» DIRECTIONS
#1 According to the bitcoin passage, roughly how much money went into Blockchain technology in 2016?
#2 Write the next part of the bitcoin passage, picking up right after its last sentence.

» SOURCE EXTRACT

++++++++++++++++++++

The implications of bitcoin and potentially more threatening copycat virtual currencies go well beyond terrorism. Bitcoin’s unique and widely accessible technology challenges the very bedrock of the global banking system. Blockchain, the digital record-keeping apparatus at the heart of the cryptocurrency, is used to generate, circulate and track bitcoins through computers within a global network that not only verify and record every transaction, but also check each other’s work. This decentralized way of doing business also can be used for countless other applications, prompting an estimated $1 billion of investments in the technology in 2016. Stock exchanges like Nasdaq and financial firms like Visa, for instance, are experimenting with Blockchain technology to replace slower, more expensive third-party record-keeping systems.
“With the introduction of Blockchain, a disruption of the global banking system is inevitable,” says Bala Venkataraman, global chief technology officer of banking and capital markets for Computer Sciences Corp., a digital information-technology company whose sister firm, CSRA Inc., runs the IT backbone of the National Security Agency (NSA).
Computer Sciences has hired hundreds of technologists and experts across the banking, insurance and health care sectors to examine how to “scale up” Blockchain technology for faster banking, trading, clearing and settlements, Bala says. “In a cryptocurrency world, you know who becomes the bank?” he asks. “You and I. You become not just the bank, but the central bank. And that can have enormous ramifications for things like sovereign authority. By 2040, I think we may be fully transitioned over to cryptocurrency. I don’t think anyone can stop it from happening.”

++++++++++++++++++++

Point-per-instance location data
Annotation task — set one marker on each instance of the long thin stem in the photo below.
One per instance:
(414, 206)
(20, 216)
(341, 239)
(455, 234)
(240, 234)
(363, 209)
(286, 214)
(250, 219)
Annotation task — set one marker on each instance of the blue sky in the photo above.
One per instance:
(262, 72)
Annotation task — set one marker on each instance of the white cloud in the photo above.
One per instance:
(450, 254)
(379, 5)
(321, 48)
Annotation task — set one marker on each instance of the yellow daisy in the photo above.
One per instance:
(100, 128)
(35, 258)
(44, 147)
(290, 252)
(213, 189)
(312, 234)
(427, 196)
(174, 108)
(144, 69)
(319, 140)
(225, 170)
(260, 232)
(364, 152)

++++++++++++++++++++

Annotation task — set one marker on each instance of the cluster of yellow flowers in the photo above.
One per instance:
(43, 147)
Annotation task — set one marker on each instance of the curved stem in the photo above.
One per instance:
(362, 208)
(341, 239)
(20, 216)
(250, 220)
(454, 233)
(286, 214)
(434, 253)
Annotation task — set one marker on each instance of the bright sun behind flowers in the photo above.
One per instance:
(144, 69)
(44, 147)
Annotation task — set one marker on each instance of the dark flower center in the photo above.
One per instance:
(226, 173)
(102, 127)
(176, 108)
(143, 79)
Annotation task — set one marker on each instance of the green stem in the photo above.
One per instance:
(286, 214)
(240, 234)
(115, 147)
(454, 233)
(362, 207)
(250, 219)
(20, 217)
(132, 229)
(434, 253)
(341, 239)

++++++++++++++++++++

» OUTPUTS IN ORDER
#1 An estimated $1 billion.

#2
Meanwhile, CSRA, which also works closely the U.S. Department of Homeland Security, confirmed to Newsweek that it has been surveilling the progress of bitcoin since its early development for the U.S. government, but declined to comment further. (The NSA and DHS declined to comment as well.) A post on the web site of Computer Sciences, which has some top brass that overlaps with CSRA, offers a glimpse of how the former views bitcoin. Noting that global digital payments outstripped paper-based payments for the first time in 2014, led in part by millennials and the increased use of virtual currencies, it refers to bitcoin as a revolutionary innovation that’s “breathtaking in its ambition,” and striking for its “attempt to overthrow a sovereign authority.”
For now, Treasury officials at the Office of Terrorist Financing and Financial Crimes and the Financial Crimes Enforcement Network, say they are taking a do-no-harm approach to currencies like bitcoin by carefully regulating and monitoring them, but also allowing them to evolve. As one Treasury official notes, bitcoin has yet to reach the kind of scale that would remotely begin to rival the U.S. dollar. The busiest week on record for the cryptocurrency, which occurred late this year, the official said, came to $2 million, compared with $14 trillion of average daily U.S. dollar transactions.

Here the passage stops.